_PROBLEM STATEMENT_
Reproduce the items from the line with "Where can the church" to the line with "<point>300,651</point>", keeping every character as it appears.

+++ RAW RECORDS +++

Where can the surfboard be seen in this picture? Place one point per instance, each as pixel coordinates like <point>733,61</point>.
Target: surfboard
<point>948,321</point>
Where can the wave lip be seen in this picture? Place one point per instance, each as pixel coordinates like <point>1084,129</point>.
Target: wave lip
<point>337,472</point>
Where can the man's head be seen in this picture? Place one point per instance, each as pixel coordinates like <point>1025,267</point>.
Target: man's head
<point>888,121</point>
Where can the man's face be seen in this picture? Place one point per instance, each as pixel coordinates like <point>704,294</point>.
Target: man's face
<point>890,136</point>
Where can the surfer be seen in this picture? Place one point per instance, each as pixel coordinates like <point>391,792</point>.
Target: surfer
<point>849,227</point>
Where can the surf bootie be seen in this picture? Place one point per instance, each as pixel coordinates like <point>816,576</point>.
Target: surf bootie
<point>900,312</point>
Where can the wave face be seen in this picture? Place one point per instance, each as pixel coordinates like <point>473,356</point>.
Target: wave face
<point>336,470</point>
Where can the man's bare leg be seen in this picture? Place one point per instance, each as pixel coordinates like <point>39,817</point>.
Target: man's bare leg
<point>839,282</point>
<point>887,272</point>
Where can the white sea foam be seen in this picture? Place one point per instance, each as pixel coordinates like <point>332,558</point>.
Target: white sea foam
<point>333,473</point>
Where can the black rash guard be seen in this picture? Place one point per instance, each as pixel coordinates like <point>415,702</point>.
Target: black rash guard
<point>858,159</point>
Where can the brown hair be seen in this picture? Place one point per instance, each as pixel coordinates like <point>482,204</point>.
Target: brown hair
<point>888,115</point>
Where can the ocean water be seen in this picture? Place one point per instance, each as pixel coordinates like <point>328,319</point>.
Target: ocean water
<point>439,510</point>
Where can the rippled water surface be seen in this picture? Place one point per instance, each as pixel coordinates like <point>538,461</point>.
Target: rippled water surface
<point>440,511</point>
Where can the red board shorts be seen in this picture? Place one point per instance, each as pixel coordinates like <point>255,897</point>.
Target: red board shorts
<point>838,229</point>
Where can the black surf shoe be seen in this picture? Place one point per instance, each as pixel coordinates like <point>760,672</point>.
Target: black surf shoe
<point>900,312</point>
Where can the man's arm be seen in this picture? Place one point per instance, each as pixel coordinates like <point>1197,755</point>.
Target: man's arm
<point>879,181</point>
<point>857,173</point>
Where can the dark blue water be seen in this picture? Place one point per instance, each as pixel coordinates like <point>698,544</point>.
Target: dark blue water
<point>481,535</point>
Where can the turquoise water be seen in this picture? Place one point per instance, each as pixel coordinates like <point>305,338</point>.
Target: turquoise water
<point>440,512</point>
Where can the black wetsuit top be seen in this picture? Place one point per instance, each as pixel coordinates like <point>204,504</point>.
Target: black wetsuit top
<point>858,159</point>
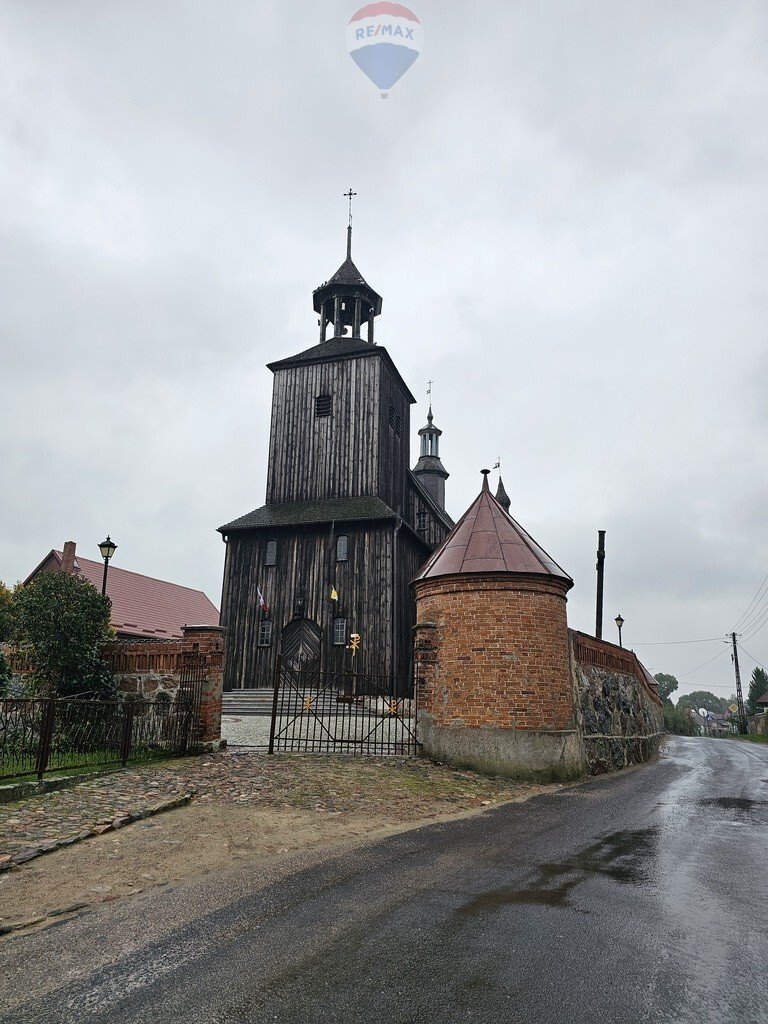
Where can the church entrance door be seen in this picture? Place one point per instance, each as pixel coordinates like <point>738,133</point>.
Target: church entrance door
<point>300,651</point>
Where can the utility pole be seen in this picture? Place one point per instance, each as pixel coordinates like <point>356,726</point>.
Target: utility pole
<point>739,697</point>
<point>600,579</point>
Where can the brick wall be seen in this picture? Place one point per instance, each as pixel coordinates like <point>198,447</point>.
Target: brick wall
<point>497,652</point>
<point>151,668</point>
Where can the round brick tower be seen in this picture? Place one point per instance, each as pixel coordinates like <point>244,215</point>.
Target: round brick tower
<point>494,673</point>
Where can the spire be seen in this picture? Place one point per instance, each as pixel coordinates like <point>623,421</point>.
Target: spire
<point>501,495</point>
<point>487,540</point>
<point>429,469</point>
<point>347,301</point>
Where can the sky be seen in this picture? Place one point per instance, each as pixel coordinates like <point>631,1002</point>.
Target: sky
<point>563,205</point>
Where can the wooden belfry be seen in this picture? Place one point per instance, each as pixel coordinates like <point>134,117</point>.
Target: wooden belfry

+++

_RESPONSE TO THE TASK_
Where can the church entrance door be seen in this picture? Place one point per instance, each as pixel coordinates like <point>738,133</point>.
Target: church entrance door
<point>300,651</point>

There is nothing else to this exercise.